(Region pointing data)
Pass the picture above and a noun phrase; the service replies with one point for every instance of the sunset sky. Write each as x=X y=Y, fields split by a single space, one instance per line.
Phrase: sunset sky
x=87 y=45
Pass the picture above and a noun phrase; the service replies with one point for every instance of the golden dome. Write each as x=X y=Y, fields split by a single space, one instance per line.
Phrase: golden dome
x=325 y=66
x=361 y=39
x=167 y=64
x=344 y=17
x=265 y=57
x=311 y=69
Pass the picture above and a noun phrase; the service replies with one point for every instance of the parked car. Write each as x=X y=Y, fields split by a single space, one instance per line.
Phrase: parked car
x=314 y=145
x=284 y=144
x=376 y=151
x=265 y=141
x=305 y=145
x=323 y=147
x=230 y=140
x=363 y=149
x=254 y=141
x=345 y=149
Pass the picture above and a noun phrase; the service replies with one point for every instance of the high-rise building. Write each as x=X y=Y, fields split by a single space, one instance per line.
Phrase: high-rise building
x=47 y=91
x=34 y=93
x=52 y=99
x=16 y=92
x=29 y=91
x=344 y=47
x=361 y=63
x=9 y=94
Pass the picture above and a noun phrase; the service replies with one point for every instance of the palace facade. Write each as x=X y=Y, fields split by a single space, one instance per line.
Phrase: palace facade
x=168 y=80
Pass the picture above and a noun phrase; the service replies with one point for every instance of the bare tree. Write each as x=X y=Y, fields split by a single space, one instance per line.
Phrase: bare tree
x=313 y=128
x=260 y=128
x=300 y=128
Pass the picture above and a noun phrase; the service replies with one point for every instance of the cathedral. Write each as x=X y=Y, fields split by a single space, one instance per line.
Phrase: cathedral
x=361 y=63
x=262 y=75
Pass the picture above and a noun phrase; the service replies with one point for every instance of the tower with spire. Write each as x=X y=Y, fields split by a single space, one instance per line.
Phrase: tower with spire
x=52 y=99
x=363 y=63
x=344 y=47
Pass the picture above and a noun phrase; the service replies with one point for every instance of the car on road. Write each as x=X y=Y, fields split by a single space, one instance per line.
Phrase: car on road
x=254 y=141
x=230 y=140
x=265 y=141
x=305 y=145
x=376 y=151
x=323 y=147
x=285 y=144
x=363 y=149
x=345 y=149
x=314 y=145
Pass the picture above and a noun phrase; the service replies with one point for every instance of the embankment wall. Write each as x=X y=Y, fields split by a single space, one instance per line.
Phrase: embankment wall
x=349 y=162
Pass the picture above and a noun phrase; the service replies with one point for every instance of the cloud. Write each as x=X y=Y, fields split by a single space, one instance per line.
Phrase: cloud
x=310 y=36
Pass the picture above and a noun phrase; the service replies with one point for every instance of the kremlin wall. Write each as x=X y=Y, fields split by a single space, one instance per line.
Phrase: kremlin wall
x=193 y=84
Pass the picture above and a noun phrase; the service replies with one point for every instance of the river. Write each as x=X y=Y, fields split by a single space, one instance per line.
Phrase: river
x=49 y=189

• WORK REQUEST: Nothing should appear in the answer except the lines from the one containing "Phrase: embankment wall" to the end of the data above, reproduced exactly.

• WRITTEN RESPONSE:
Phrase: embankment wall
x=349 y=162
Pass the picture above and a noun phrase; the service replies with one point for every instance of the cloud. Write each as x=X y=Y, fields split by a single space, one instance per line.
Phrase: cloud
x=310 y=36
Pass the picture above and a noun phrase; the service replies with one point for every instance of the kremlin wall. Write each as x=X y=Y, fields split by a single space, one instance per line.
Phrase: kremlin wall
x=193 y=84
Pass the picture above and a noun phrase; the service replies with one point for every instance of the river. Write each as x=X y=Y, fields split by a single space, one instance per line.
Phrase: river
x=49 y=189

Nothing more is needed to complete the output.